What you have to do —
Locate the word "cluster" in the entries below, then gather every line that holds it.

Excerpted records below:

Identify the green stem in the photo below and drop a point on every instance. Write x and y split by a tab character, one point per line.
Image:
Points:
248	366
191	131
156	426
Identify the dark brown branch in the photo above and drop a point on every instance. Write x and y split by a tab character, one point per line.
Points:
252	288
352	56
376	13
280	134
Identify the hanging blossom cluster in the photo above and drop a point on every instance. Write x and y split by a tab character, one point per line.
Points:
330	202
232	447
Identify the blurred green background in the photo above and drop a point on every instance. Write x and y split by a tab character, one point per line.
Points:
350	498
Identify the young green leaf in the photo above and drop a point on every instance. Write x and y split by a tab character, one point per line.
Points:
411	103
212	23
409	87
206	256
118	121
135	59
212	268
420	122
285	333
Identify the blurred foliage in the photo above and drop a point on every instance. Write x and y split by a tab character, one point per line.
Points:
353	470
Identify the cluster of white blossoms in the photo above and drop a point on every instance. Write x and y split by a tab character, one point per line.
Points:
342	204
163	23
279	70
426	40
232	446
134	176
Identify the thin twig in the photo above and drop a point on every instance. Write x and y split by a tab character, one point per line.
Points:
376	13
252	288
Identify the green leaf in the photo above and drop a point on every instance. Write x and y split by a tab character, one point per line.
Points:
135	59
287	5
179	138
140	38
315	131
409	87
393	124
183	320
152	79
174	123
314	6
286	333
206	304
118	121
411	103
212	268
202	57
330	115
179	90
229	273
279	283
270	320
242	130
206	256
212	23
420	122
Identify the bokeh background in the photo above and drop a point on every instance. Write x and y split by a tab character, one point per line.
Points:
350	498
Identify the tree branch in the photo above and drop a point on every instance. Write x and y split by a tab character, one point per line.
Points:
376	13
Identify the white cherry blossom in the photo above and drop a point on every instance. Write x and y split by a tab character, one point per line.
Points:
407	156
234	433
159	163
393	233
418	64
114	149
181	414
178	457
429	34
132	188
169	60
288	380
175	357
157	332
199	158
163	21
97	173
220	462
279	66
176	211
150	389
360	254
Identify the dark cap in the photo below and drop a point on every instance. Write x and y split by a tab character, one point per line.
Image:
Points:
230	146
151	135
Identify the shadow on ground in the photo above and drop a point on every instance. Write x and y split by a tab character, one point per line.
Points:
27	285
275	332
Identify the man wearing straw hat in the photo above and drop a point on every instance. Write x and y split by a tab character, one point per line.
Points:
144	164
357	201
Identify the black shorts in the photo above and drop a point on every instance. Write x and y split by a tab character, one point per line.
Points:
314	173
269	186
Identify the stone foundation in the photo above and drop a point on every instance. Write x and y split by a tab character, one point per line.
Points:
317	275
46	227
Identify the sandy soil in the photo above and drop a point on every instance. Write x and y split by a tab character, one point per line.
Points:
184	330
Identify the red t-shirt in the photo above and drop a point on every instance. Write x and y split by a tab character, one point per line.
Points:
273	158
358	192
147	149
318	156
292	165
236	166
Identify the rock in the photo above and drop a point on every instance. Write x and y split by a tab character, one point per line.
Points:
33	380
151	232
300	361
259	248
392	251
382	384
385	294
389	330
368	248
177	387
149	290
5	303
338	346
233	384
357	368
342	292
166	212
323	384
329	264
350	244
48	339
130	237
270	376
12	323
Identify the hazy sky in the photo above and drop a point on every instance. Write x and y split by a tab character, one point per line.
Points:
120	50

End of Excerpted records.

Reply to the task —
Identify the hanging blossom cluster in the photo above and drop a point on every instance. Write x and y split by a tab character, one point per line.
Identify the cluster of white blossoms in the photo above and drop a point on every instance. Write x and y split by a tab character, one point per line.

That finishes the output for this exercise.